What needs to be done » Every line in the listing below that holds the word "above" should be returned.

Data for this exercise »
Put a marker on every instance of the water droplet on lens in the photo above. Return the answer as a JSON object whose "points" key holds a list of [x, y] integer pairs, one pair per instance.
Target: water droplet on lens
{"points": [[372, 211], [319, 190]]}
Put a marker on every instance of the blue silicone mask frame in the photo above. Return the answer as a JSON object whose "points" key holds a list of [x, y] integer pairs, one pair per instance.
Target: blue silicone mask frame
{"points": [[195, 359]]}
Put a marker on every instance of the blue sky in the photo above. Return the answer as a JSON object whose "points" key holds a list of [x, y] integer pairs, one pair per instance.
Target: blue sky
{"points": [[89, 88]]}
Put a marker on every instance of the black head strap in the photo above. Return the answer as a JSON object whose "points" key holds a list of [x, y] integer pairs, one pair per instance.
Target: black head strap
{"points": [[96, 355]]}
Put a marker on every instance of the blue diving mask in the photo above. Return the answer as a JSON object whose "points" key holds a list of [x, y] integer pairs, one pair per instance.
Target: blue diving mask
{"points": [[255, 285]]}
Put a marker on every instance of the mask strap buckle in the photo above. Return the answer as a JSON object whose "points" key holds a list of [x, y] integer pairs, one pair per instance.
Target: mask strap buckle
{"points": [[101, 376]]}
==
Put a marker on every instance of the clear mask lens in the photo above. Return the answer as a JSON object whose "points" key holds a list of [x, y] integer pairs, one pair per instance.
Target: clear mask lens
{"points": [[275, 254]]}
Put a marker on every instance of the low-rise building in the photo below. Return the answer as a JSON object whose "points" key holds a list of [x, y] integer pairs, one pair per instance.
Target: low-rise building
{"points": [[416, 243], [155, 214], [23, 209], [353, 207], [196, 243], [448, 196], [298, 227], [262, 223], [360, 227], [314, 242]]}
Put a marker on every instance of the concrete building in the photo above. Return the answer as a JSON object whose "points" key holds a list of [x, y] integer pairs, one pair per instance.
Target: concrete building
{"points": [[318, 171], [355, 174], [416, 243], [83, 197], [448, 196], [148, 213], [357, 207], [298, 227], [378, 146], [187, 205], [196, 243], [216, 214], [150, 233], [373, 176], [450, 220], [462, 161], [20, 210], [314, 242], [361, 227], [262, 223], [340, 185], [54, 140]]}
--
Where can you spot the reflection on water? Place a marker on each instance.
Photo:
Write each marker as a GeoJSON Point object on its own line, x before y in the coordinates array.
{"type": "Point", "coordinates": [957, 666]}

Output »
Put a marker on every instance of the water droplet on lens in the photo above. Return the answer as a JSON object whose "points" key holds a list of [x, y] integer pairs, one pair per instance.
Put a marker on every instance of the blue silicone mask frame in the photo above. Return the answer as a JSON object whose "points" key holds a list of [x, y] integer pairs, one pair per instance.
Put a marker on every instance of the blue sky in the photo above. Return the answer as a JSON object whose "points" key holds a list of [x, y] integer pairs, one pair per instance.
Put a marker on every instance of the black head strap in the photo above. Return the answer as a JSON object whose "points" key holds a list of [x, y] integer pairs, one pair per instance.
Put a marker on every instance of the blue diving mask in the photo above. Return the answer as a JSON object whose "points" key holds a list of [x, y] integer pairs, one pair per instance.
Put a marker on every instance of the mask strap buckle in the photo above. Return the answer as a JSON object whose "points" key holds a list of [x, y] integer pairs, one pair per instance.
Put a marker on every instance of the clear mask lens in the photo above. Return the answer as a JSON object whose "points" key holds a list of [x, y] integer pairs, one pair per instance.
Put a marker on every instance of the concrete building in the photo above. Return the answer as a JSON object whose "points" key holds a list of [x, y] integer pairs, one pair per instance.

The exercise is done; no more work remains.